#### WRITTEN INSTRUCTION
Your task is to write out the complete listing exactly as it is shown.

+--

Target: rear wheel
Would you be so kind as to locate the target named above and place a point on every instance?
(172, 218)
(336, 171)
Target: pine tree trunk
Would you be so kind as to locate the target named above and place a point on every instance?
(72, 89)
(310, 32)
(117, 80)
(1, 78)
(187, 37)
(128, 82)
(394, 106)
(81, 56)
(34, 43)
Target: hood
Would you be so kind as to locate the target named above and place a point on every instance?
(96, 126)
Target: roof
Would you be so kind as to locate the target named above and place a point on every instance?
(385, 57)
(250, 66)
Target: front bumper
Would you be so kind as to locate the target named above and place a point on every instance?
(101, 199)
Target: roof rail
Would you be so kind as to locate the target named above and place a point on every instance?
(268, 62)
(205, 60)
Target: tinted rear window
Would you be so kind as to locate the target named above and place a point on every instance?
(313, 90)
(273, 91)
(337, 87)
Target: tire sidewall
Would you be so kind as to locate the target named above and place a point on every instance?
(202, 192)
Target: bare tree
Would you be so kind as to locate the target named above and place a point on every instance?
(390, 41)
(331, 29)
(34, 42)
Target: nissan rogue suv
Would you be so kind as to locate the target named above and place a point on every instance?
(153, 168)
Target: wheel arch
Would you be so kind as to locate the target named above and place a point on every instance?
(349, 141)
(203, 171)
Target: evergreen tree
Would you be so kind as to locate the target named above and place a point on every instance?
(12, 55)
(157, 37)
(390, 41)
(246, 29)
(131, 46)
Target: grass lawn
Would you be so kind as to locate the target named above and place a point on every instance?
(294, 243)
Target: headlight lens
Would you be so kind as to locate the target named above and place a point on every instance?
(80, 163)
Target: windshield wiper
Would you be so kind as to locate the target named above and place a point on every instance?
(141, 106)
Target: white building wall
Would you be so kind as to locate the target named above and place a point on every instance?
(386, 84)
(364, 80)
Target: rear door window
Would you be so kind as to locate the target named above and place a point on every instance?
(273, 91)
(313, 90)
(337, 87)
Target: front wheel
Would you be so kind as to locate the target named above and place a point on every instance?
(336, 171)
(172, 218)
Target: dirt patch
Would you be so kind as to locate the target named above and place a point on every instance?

+--

#### OUTPUT OF THE EXERCISE
Target: rear wheel
Would you be so kind as to locate the target named above and place a point on every instance?
(172, 218)
(336, 171)
Target: pine tree trunk
Would you be so kind as to locate the target named above and place a point on every instance?
(72, 89)
(310, 32)
(117, 80)
(1, 78)
(187, 37)
(128, 82)
(394, 106)
(81, 56)
(34, 43)
Target: hood
Would you be so kind as to locate the target named above and place a point on every instance?
(96, 126)
Target: roof
Would you be so kind as to locate the target named above and place a point on every instance?
(385, 57)
(250, 66)
Target: front bumper
Would you be so kind as to locate the target named above and place a point on every instance?
(101, 199)
Target: roof rail
Would you be so kind as to locate the target named above and place a point on every instance?
(268, 62)
(205, 60)
Target: tinted rear window
Would you be so kind as to locate the target named above and place a point on every instance?
(313, 90)
(273, 91)
(337, 87)
Target: tire sidewall
Would you be so kind as to locate the target named above and place a point on every instance?
(202, 192)
Target: bare tree
Would you be so kind as to locate the target named above and place a point on every instance?
(390, 41)
(331, 29)
(34, 42)
Target: nissan rogue suv
Would you be so kind as to locate the target named above and place a point on every instance?
(153, 168)
Target: wheel arch
Would you be so kind as to locate the target named above and place a point on every instance?
(349, 141)
(203, 171)
Target: evergreen tree
Would you be so kind as to locate the target named above and place a point on every instance?
(12, 55)
(157, 37)
(390, 41)
(246, 29)
(131, 46)
Target: grass lawn
Would you be so kind as to locate the target named above and place a point on every instance?
(294, 243)
Target: headlight lens
Would you be so kind as to locate the target named above and place a point on every instance?
(80, 163)
Target: windshield wiper
Would you be so kind as to locate the target named above and place a point on every instance?
(141, 106)
Target: white building wall
Would you be so kind as to locate the target named above and place a point on every instance?
(386, 84)
(364, 80)
Target: rear door window
Would you be so kind as to locate the target named above and place a point on every instance?
(273, 91)
(313, 90)
(337, 87)
Target: front wheel
Would you be so kind as to locate the target named above and place a point on every instance?
(336, 171)
(172, 218)
Target: dirt patch
Would you be so kind as to locate the target named above and place a point on every instance?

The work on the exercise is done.